* **INSTRUCTIONS FOR THE TASK**:
Read through the data and report every line in which the word "text" occurs.

[Natural language region descriptions]
--------
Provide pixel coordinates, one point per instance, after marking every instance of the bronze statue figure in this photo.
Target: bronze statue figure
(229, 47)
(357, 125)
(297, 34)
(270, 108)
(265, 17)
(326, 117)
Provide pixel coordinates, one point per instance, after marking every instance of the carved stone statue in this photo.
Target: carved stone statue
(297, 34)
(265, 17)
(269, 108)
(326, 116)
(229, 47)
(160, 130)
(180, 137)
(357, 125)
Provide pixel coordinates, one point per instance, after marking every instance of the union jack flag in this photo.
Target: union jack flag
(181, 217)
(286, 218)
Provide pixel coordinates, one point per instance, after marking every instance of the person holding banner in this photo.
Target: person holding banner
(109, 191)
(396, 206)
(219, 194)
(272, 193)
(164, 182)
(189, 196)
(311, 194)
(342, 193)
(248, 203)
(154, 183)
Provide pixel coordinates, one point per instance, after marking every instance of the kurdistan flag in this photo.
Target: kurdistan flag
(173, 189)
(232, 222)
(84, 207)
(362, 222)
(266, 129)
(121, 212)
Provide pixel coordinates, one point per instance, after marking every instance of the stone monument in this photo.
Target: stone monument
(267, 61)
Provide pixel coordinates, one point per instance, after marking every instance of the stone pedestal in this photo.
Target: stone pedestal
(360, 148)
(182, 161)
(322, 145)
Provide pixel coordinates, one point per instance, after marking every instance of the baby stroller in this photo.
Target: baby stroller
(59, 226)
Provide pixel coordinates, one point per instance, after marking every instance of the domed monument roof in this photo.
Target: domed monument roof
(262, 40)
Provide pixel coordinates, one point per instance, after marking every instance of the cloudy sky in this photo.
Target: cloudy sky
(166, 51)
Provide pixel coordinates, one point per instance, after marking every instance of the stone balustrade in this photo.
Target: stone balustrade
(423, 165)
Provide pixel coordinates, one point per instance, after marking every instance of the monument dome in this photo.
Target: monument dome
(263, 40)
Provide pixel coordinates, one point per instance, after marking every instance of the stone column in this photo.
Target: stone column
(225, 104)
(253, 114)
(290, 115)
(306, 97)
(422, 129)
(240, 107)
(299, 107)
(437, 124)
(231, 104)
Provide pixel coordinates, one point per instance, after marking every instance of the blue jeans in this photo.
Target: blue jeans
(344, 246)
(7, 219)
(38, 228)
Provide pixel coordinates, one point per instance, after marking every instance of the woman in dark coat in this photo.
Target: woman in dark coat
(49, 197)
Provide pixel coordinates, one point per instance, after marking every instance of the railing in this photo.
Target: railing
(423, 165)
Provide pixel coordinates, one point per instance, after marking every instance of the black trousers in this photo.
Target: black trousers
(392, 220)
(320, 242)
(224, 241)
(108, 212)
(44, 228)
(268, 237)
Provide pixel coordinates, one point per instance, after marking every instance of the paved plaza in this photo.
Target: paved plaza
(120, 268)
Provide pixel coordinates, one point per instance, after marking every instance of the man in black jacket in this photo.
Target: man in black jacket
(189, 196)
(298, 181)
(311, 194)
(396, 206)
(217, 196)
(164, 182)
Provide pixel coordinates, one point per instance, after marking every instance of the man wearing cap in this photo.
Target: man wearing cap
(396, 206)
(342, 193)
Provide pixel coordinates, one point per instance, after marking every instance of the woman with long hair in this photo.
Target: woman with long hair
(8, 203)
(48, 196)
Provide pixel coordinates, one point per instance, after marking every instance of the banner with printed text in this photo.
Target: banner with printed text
--------
* **WRITTEN REPLY**:
Provide pixel coordinates, one point per instance, after marking every instance of the banner with printed text in this photo.
Target: banner with printed text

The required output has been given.